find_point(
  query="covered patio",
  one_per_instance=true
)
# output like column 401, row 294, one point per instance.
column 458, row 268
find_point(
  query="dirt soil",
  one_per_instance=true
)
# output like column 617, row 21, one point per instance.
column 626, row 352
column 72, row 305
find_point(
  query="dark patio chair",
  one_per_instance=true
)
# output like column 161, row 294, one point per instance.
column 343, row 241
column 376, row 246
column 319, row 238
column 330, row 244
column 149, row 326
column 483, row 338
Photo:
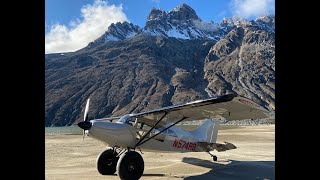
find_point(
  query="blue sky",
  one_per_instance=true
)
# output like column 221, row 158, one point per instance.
column 72, row 24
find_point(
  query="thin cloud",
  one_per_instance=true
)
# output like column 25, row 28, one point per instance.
column 96, row 18
column 252, row 8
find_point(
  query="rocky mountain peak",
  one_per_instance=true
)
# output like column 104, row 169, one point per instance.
column 183, row 23
column 183, row 12
column 156, row 14
column 118, row 31
column 149, row 68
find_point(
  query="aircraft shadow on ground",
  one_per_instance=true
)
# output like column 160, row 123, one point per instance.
column 258, row 170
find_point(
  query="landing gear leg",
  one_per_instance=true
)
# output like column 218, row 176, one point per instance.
column 215, row 158
column 130, row 165
column 107, row 162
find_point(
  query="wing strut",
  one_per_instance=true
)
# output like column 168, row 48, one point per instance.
column 140, row 143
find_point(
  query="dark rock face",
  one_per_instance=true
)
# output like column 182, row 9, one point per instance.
column 243, row 62
column 139, row 71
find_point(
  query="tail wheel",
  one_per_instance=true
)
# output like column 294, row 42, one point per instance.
column 130, row 166
column 107, row 162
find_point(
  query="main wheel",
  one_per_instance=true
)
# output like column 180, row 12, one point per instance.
column 107, row 162
column 130, row 166
column 215, row 158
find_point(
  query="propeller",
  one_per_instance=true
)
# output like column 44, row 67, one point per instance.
column 85, row 124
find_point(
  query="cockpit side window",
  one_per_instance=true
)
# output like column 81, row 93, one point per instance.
column 125, row 119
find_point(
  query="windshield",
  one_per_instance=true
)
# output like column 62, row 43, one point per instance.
column 125, row 119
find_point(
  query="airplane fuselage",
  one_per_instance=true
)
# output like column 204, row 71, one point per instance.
column 124, row 135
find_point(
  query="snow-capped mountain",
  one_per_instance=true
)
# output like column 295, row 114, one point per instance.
column 119, row 31
column 175, row 58
column 181, row 22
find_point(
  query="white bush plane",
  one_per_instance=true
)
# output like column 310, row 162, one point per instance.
column 156, row 131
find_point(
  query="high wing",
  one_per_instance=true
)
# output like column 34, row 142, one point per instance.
column 230, row 107
column 205, row 146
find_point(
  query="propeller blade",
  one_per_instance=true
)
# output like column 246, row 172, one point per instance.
column 83, row 132
column 86, row 115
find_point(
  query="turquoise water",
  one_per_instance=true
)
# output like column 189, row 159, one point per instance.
column 63, row 130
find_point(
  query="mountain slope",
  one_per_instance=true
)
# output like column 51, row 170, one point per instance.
column 132, row 69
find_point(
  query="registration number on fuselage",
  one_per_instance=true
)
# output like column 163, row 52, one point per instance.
column 181, row 144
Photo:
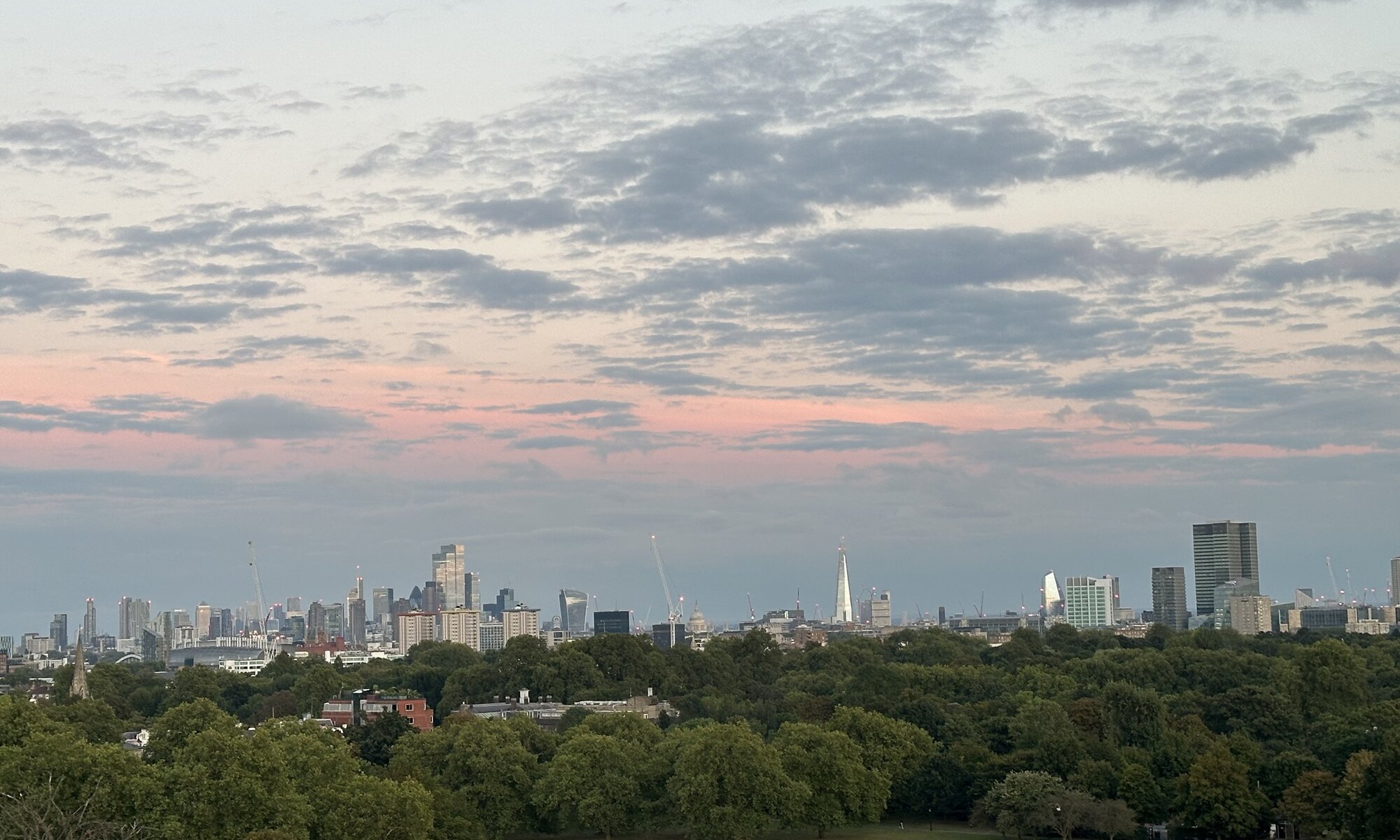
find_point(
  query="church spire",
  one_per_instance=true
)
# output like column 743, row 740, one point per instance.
column 79, row 688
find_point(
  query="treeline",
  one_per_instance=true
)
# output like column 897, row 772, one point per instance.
column 1066, row 733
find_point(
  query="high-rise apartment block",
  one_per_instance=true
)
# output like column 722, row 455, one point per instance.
column 1223, row 552
column 415, row 628
column 1395, row 582
column 461, row 626
column 1090, row 601
column 573, row 611
column 1251, row 615
column 88, row 634
column 520, row 622
column 1170, row 597
column 450, row 576
column 880, row 611
column 59, row 632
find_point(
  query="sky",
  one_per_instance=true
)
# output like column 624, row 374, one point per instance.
column 983, row 288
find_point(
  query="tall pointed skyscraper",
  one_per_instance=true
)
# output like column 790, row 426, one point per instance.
column 844, row 611
column 1051, row 601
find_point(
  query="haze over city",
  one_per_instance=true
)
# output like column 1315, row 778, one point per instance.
column 986, row 289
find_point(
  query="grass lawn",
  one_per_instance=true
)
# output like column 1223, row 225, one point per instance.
column 887, row 831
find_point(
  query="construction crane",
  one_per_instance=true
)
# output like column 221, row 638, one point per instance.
column 673, row 611
column 262, row 603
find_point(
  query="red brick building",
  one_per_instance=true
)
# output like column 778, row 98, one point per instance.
column 342, row 710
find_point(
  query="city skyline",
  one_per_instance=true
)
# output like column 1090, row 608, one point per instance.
column 986, row 286
column 1231, row 547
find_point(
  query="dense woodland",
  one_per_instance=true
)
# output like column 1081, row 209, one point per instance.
column 1065, row 734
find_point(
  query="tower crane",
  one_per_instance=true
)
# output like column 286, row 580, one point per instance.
column 262, row 603
column 673, row 611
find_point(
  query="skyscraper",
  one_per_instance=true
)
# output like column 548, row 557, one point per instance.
column 450, row 576
column 573, row 610
column 1051, row 601
column 383, row 606
column 89, row 632
column 474, row 590
column 132, row 617
column 355, row 622
column 844, row 614
column 1223, row 552
column 317, row 622
column 335, row 621
column 1170, row 597
column 1088, row 601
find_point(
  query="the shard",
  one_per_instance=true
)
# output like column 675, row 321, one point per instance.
column 1051, row 601
column 844, row 611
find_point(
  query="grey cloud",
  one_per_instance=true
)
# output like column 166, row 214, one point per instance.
column 1378, row 265
column 257, row 349
column 274, row 418
column 1116, row 414
column 1185, row 5
column 456, row 276
column 738, row 174
column 578, row 407
column 384, row 92
column 842, row 436
column 668, row 379
column 72, row 144
column 31, row 292
column 608, row 444
column 943, row 304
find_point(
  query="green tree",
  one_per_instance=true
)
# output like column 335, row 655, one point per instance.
column 1114, row 818
column 1044, row 733
column 1380, row 792
column 478, row 772
column 93, row 719
column 898, row 750
column 223, row 788
column 1132, row 716
column 729, row 783
column 1334, row 678
column 1142, row 792
column 368, row 807
column 374, row 741
column 317, row 684
column 1066, row 813
column 594, row 782
column 1016, row 804
column 172, row 732
column 1219, row 799
column 842, row 790
column 1311, row 802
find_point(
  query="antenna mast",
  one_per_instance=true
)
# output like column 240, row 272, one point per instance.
column 262, row 608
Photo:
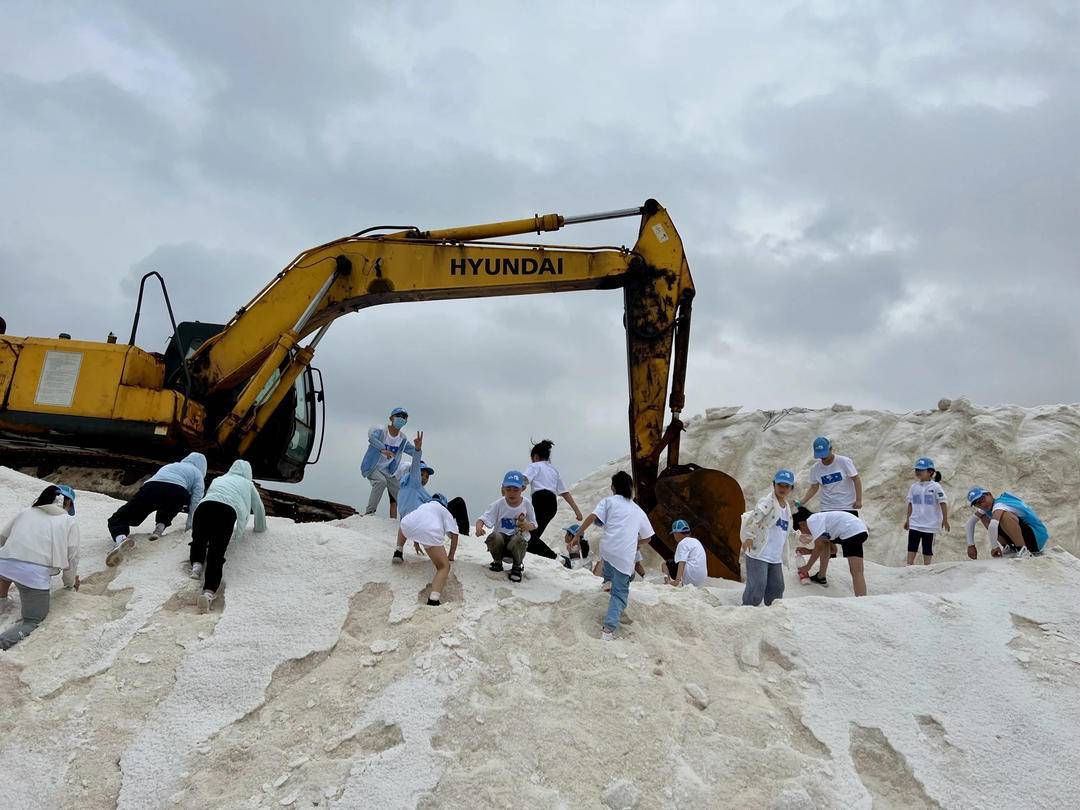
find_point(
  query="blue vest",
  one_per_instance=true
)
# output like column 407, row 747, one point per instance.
column 1026, row 514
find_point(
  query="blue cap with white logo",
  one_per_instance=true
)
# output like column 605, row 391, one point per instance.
column 513, row 478
column 69, row 494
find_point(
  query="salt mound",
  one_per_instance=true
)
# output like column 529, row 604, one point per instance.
column 325, row 683
column 1034, row 453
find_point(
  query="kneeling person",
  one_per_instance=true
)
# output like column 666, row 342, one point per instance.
column 426, row 526
column 512, row 517
column 220, row 517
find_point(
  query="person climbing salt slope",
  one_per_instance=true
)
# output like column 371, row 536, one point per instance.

* **Objective**: Pull out each line of the entries above that contains the string "high", and reproduce those lines unchanged.

* **Answer to the problem**:
  query="high wing",
  query="high-rise apartment block",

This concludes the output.